>> Start

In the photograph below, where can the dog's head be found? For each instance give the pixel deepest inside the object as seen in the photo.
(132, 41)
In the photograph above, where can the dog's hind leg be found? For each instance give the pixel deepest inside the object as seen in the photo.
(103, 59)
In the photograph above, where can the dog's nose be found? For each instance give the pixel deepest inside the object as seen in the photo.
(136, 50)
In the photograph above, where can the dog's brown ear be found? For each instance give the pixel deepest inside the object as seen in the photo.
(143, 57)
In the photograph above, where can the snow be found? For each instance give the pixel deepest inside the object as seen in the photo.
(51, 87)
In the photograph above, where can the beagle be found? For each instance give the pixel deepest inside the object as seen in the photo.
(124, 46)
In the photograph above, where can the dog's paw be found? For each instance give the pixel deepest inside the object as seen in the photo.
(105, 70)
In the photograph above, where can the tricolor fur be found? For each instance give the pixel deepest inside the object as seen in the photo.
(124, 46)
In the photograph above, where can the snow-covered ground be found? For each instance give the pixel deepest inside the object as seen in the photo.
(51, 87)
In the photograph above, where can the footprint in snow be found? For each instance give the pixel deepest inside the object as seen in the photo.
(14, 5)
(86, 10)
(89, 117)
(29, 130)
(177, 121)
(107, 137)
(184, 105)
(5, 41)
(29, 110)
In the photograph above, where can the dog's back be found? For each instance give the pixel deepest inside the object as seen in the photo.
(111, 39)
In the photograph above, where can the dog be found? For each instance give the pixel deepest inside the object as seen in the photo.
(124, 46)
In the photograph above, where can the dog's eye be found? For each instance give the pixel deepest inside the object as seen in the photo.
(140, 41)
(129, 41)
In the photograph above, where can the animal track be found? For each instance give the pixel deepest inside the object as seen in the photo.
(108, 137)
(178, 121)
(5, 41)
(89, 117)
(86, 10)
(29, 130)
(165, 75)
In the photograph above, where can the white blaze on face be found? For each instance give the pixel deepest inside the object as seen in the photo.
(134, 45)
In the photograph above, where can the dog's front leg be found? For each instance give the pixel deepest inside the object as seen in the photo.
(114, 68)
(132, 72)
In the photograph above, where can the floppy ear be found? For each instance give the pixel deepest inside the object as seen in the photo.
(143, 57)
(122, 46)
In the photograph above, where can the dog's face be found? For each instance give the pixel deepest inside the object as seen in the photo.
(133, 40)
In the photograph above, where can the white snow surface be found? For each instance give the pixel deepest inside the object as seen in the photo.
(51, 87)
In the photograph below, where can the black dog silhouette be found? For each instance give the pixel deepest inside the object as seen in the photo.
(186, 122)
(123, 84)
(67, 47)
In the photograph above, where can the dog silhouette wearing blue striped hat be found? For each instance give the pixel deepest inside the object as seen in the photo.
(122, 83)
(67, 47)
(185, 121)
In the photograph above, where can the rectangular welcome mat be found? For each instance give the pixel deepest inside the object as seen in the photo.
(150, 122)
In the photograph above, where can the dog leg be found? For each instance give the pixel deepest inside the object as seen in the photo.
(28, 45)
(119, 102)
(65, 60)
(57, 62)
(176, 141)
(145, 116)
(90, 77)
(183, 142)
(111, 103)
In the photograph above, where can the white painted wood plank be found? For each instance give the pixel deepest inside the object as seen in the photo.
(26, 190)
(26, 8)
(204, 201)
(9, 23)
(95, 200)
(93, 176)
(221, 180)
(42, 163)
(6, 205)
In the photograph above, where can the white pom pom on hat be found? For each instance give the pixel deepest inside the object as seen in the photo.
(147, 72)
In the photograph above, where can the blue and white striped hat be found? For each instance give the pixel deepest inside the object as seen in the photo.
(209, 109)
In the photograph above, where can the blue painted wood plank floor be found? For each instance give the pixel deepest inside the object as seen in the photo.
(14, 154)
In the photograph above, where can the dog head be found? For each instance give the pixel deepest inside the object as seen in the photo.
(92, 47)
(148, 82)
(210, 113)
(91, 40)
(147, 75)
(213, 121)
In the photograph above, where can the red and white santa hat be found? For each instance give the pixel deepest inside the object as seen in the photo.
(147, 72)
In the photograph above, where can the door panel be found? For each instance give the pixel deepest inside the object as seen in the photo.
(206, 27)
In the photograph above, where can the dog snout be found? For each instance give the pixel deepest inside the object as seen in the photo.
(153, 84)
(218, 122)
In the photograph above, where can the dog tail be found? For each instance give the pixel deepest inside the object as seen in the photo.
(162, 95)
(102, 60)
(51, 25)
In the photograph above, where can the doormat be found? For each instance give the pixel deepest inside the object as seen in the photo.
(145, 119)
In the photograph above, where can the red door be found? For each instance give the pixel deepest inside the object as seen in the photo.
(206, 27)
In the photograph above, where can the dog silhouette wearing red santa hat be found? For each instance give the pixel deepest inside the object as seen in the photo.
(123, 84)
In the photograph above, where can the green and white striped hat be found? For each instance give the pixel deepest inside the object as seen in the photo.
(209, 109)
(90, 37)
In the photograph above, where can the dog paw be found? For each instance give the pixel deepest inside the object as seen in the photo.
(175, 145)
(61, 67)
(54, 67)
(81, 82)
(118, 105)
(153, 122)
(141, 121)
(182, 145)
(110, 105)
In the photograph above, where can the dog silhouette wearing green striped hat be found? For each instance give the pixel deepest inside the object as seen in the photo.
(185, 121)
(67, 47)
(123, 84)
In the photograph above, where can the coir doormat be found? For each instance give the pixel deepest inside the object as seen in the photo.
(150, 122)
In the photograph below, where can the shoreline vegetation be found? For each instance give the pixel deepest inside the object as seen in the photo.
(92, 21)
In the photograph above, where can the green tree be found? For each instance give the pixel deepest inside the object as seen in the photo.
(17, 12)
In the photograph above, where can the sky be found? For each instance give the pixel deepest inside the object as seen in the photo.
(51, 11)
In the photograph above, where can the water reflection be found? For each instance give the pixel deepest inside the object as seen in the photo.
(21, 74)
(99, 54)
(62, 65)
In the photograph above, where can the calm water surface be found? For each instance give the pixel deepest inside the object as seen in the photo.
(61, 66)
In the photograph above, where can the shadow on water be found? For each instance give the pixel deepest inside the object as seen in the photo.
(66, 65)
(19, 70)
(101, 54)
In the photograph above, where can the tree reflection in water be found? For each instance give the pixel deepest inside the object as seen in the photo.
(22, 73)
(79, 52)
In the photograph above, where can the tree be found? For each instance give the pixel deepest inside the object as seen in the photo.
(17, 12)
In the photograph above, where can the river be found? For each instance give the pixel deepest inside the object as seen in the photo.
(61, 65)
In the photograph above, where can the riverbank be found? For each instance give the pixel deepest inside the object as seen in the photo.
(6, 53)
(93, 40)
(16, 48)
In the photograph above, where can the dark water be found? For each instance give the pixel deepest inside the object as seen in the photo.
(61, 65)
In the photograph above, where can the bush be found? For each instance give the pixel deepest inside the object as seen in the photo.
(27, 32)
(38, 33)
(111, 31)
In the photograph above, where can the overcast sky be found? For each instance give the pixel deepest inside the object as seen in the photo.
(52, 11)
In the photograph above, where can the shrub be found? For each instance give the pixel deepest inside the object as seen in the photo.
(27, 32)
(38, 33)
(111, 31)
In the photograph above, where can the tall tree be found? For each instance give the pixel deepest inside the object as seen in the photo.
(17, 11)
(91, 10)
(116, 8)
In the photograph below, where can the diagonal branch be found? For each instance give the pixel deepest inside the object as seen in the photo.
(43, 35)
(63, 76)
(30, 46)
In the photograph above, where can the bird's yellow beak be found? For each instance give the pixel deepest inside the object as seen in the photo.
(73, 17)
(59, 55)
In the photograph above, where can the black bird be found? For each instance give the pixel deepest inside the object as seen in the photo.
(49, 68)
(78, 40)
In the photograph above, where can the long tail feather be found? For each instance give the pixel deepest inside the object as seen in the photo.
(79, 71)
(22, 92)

>> End
>> Start

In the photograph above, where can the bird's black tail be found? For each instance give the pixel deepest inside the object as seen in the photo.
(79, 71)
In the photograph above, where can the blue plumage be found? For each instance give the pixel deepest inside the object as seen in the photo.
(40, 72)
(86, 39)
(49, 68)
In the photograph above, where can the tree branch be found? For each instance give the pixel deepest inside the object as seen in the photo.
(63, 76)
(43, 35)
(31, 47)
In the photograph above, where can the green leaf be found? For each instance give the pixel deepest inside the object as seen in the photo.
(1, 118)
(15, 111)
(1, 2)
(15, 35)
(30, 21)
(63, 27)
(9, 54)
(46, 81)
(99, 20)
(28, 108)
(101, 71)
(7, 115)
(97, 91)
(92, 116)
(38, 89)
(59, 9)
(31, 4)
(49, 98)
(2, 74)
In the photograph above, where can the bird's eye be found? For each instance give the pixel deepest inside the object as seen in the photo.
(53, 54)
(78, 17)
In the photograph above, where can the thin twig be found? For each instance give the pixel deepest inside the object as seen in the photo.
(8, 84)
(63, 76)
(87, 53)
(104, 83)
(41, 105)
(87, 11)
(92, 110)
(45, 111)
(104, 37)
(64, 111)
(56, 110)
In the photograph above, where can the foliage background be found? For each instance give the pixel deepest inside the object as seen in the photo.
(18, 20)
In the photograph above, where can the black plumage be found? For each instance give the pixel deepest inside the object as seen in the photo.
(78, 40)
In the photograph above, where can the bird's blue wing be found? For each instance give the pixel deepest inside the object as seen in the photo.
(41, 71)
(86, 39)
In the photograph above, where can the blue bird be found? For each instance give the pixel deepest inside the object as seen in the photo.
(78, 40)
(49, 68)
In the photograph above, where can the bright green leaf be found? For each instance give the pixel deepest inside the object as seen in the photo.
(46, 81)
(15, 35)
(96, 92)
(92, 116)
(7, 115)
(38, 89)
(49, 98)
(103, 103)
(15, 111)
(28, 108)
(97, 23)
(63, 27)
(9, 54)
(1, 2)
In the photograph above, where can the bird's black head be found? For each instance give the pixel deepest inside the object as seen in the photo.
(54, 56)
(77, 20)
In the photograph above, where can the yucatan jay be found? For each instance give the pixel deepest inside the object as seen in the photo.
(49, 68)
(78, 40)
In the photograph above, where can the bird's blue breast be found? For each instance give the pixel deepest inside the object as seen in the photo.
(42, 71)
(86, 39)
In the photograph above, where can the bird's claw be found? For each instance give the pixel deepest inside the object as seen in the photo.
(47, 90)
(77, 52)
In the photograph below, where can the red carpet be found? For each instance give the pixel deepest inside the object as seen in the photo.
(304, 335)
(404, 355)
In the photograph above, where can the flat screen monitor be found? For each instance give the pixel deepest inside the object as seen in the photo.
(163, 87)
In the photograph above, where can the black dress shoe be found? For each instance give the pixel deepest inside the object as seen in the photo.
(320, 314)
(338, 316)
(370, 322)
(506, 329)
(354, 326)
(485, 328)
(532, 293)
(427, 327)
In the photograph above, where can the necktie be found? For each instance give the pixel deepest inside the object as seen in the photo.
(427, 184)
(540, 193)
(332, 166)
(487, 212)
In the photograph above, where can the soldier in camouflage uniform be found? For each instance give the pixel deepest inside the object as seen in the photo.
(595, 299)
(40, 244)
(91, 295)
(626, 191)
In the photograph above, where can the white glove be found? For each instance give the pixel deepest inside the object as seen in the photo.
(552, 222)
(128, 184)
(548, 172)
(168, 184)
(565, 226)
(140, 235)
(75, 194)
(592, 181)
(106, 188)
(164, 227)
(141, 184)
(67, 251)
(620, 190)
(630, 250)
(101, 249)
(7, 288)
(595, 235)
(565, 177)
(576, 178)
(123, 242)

>> End

- _EXERCISE DETAILS_
How many lines of the material above contain the string "wood"? Case counts. Reply with the number alone.

- _PROBLEM SOLUTION_
2